Bounding-box records
(begin)

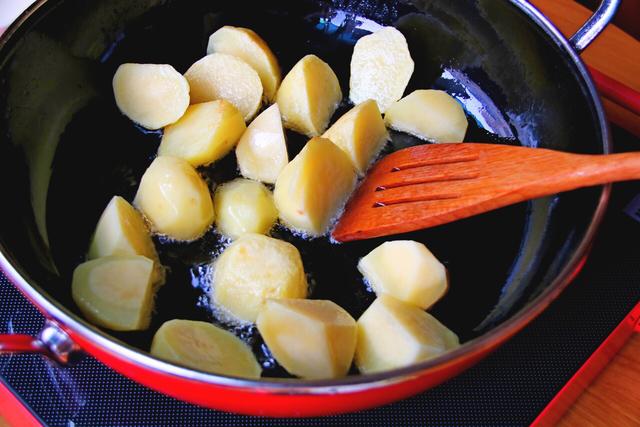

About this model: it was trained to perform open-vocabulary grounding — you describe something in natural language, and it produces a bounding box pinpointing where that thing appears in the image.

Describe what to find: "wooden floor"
[559,333,640,427]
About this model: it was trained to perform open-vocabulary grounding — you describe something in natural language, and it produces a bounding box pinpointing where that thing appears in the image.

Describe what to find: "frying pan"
[0,0,618,416]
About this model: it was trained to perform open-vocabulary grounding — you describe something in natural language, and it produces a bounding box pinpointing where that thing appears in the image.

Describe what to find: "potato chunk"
[207,25,282,101]
[355,295,460,373]
[87,196,165,286]
[151,319,262,378]
[236,104,289,184]
[384,89,468,142]
[349,27,414,113]
[71,255,154,331]
[276,55,342,137]
[158,99,247,166]
[358,240,447,309]
[113,64,189,129]
[133,156,214,241]
[322,99,389,175]
[257,299,357,379]
[212,234,307,322]
[273,138,356,236]
[213,178,278,239]
[184,53,262,121]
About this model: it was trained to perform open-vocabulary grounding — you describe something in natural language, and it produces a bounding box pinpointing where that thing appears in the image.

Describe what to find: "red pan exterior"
[0,0,610,417]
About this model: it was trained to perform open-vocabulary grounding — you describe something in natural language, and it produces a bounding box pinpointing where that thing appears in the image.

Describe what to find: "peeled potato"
[151,319,262,378]
[349,27,414,113]
[276,55,342,137]
[256,299,357,379]
[133,156,214,241]
[236,104,289,184]
[184,53,262,121]
[71,255,154,331]
[88,196,165,285]
[358,240,447,309]
[273,138,356,236]
[158,99,247,166]
[384,89,468,142]
[207,25,281,101]
[322,99,389,175]
[213,178,278,239]
[355,295,460,373]
[212,234,307,322]
[113,64,189,129]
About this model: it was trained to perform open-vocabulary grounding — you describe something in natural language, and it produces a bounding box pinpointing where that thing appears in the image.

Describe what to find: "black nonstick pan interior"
[0,0,603,376]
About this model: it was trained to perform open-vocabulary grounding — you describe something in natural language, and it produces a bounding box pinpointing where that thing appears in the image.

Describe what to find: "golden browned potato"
[207,25,282,101]
[358,240,447,309]
[71,255,154,331]
[113,64,189,129]
[384,89,468,142]
[322,99,389,175]
[133,156,214,241]
[349,27,414,113]
[213,178,278,239]
[212,234,307,322]
[257,299,357,379]
[158,99,247,166]
[355,295,460,374]
[276,55,342,137]
[184,53,262,121]
[236,104,289,184]
[87,196,165,285]
[151,319,262,379]
[273,138,356,236]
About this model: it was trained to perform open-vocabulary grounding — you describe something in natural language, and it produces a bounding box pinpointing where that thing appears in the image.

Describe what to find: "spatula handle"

(end)

■ STATED PROBLEM ■
Count the lines of the items above that contain the word "what". Give only the number.

■ RESULT OF THIS EXERCISE ■
8